— TEXTO FORNECIDO —
236. apertar para caber
uma reflexão sobre nos moldarmos aos outros, com podcasts, livros e amigos à mistura
No último ano, mais coisa menos coisa, tornou-se hábito ouvir um episódio de podcast de manhã, enquanto me arranjo. Normalmente, leio umas páginas enquanto tomo o pequeno-almoço, mas depois passo aos podcasts. Quer tenha ou não outros momentos de companhia com podcasts ao longo do dia, sei sempre que, de manhã, vou ter um bocadinho para ouvir as pessoas que me fazem rir ou me dão algo em que pensar.
Esta semana, fui ouvir um dos episódios que tinha em atraso do gostosas também choram, o podcast da Lela Brandão. O título do episódio prometia — pare de se apertar para caber — e ao fim de poucos minutos tive a certeza de que aquilo em que estava a pensar tinha de ser organizado em palavras escritas.

Registos de marcação de regiões:
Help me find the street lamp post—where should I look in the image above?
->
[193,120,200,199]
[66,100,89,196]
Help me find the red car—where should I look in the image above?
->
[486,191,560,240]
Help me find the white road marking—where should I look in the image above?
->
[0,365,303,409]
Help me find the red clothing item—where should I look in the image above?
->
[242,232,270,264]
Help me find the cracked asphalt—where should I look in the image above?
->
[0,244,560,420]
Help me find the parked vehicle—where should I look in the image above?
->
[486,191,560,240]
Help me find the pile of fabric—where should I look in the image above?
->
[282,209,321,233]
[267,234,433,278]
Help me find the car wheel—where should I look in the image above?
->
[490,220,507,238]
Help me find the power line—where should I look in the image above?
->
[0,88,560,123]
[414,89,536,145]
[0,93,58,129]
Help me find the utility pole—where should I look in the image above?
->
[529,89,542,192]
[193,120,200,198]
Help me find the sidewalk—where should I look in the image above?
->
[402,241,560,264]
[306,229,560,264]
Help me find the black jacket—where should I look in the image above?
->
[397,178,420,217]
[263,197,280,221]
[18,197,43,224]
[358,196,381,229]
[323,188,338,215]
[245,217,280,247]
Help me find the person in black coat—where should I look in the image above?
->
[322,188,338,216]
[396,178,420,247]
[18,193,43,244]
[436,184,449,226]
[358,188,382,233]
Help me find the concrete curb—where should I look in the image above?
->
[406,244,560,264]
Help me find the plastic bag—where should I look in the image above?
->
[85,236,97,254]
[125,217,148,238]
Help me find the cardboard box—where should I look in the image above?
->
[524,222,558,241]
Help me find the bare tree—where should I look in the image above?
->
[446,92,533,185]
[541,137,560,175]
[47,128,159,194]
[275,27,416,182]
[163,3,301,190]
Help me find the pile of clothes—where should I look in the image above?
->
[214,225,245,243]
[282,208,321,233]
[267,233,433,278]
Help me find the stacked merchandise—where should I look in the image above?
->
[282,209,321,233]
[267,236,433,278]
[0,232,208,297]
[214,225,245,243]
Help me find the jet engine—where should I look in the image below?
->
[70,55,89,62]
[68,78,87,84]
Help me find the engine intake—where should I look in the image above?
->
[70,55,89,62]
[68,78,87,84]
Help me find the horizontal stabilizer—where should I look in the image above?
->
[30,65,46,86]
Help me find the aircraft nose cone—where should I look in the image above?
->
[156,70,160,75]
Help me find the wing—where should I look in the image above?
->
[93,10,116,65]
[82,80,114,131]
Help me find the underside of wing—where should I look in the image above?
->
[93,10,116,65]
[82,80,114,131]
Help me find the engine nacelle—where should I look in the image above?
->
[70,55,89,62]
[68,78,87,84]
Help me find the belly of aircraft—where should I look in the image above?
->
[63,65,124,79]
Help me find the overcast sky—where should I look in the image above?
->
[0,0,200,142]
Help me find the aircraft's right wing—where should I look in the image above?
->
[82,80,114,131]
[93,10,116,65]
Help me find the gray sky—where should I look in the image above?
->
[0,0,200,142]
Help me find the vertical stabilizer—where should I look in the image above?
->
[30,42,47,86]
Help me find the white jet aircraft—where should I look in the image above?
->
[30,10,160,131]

---

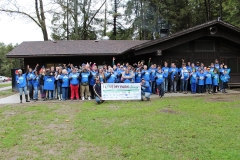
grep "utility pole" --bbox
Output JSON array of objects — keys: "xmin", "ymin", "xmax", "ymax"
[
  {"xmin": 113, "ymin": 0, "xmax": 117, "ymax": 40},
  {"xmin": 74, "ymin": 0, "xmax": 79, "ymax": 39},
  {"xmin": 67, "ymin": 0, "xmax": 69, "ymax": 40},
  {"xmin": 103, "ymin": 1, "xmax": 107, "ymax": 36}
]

— INSTRUÇÕES —
[A] Reescreva o trecho do texto que começa em "Esta semana, fui" e termina em "em palavras escritas.", trocando "Esta semana" por "Na semana passada".
[B] Diga se cada afirmação concorda com o texto, respondendo sim ou não e citando as palavras do texto que o comprovam: (i) Quem escreve costuma ouvir podcasts à noite, antes de dormir. (ii) O podcast gostosas também choram é da Lela Brandão. (iii) Durante o pequeno-almoço, quem escreve costuma ler algumas páginas.

— RESPOSTAS —
[A]
Na semana passada, fui ouvir um dos episódios que tinha em atraso do gostosas também choram, o podcast da Lela Brandão. O título do episódio prometia — pare de se apertar para caber — e ao fim de poucos minutos tive a certeza de que aquilo em que estava a pensar tinha de ser organizado em palavras escritas.

[B]
(i) Não: "tornou-se hábito ouvir um episódio de podcast de manhã, enquanto me arranjo".
(ii) Sim: "gostosas também choram, o podcast da Lela Brandão".
(iii) Sim: "leio umas páginas enquanto tomo o pequeno-almoço".